→ Assigned task:
Retype exactly the stretch of lines that begins at the line containing "SAMPLE = x=247, y=495" and ends at the last line of the data, with no other lines.

##### Exercise data #####

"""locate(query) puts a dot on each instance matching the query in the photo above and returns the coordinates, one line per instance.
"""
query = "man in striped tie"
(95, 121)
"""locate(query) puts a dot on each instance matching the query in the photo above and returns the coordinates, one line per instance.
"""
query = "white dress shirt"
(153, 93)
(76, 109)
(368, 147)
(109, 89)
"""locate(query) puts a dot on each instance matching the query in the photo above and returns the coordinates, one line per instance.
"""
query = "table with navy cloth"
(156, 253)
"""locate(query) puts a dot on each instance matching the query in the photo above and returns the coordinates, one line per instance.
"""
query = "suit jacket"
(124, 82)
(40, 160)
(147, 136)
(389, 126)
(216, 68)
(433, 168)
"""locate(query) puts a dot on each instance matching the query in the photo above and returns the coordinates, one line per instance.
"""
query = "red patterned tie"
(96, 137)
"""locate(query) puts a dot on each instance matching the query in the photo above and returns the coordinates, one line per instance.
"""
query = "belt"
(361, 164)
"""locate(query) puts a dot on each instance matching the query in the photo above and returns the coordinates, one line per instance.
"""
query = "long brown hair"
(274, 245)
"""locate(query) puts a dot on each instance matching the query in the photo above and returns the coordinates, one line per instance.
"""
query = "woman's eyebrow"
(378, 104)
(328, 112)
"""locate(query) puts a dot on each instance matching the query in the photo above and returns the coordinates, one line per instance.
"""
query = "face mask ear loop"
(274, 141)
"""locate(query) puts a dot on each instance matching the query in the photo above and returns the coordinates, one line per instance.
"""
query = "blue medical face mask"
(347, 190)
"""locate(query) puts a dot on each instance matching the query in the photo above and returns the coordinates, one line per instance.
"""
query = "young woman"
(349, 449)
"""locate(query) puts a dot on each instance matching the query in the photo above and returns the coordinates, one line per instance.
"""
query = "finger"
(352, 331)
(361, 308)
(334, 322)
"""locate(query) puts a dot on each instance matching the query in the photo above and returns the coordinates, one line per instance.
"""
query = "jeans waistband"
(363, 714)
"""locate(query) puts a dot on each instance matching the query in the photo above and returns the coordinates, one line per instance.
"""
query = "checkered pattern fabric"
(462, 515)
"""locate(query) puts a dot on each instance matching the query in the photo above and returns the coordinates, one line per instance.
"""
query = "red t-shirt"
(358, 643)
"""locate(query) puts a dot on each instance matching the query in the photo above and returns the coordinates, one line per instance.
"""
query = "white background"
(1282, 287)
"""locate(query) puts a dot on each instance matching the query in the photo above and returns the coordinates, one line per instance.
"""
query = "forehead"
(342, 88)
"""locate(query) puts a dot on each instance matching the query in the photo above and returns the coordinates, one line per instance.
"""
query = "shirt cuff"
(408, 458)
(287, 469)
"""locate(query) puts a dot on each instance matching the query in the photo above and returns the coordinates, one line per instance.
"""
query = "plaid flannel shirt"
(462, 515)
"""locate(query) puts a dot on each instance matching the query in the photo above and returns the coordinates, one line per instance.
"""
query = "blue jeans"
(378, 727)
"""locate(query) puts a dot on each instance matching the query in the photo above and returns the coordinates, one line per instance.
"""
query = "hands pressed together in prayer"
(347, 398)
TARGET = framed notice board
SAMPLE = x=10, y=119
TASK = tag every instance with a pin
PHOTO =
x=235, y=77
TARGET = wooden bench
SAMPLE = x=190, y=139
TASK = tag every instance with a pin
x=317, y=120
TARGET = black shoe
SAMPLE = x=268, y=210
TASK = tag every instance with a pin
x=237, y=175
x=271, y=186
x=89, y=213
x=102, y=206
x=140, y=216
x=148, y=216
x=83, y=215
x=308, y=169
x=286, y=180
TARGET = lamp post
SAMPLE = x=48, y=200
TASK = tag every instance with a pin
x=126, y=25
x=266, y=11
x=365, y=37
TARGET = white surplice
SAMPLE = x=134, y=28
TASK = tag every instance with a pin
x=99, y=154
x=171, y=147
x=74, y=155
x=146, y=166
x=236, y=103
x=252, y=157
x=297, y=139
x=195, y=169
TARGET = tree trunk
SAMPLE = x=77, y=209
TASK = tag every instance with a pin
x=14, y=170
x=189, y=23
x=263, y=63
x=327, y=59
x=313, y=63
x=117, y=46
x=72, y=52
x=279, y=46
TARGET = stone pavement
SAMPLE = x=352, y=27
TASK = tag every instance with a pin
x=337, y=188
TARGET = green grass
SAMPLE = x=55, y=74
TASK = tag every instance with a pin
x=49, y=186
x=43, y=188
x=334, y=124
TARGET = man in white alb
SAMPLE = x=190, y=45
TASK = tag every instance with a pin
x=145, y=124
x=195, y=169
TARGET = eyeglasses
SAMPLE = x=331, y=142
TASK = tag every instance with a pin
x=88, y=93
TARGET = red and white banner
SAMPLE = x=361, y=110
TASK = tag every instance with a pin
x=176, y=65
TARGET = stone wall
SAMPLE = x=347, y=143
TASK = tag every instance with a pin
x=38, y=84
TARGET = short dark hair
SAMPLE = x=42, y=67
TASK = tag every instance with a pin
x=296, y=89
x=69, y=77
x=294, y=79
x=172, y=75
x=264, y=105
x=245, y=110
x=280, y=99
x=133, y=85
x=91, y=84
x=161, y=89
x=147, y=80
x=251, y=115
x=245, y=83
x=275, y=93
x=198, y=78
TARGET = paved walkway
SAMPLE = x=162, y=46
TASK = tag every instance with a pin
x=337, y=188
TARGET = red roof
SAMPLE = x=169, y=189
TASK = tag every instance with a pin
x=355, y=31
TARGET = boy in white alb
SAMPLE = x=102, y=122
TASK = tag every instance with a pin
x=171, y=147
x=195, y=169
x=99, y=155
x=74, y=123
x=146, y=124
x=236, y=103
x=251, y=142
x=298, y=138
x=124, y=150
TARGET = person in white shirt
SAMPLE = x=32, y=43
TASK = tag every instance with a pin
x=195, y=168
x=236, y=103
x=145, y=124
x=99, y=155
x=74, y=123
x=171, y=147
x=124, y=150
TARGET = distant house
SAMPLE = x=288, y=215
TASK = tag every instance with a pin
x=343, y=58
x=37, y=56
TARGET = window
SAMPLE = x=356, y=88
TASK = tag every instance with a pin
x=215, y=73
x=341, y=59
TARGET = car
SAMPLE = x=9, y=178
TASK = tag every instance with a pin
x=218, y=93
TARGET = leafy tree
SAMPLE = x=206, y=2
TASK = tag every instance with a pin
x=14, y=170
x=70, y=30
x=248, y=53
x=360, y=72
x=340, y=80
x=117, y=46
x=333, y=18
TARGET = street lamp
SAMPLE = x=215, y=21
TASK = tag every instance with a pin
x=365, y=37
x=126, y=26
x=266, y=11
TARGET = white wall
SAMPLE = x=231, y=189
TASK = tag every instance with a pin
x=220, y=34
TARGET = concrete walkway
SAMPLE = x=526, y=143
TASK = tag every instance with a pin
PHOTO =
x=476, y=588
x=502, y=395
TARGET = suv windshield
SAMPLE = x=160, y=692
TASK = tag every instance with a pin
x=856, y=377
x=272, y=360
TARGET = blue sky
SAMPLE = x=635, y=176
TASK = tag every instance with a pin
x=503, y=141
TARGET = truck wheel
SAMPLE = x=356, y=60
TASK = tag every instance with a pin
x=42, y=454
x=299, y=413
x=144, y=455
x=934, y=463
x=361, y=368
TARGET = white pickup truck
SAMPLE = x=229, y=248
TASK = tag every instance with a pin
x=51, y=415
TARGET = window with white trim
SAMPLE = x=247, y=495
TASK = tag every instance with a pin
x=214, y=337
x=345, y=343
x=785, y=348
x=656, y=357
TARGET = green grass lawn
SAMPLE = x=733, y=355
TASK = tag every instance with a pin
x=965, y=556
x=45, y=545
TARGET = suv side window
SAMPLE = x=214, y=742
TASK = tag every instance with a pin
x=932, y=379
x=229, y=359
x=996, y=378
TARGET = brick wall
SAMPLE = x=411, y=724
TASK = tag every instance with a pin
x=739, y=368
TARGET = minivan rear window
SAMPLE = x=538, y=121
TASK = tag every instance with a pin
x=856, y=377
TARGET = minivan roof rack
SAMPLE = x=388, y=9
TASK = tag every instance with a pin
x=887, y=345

#####

→ Written solution:
SAMPLE = x=247, y=495
TASK = tag every instance with a pin
x=214, y=337
x=345, y=343
x=785, y=348
x=656, y=357
TARGET = green grass lawn
SAMPLE = x=733, y=355
TASK = tag every instance with a pin
x=965, y=556
x=45, y=545
TARGET = suv side window
SAMPLE = x=214, y=742
TASK = tag every instance with a pin
x=932, y=379
x=229, y=359
x=996, y=378
TARGET = brick wall
SAMPLE = x=411, y=724
TASK = tag every instance with a pin
x=739, y=368
TARGET = minivan rear window
SAMPLE = x=538, y=121
TASK = tag every instance with a pin
x=856, y=377
TARGET = minivan roof rack
SAMPLE = x=388, y=9
TASK = tag every instance with a pin
x=887, y=345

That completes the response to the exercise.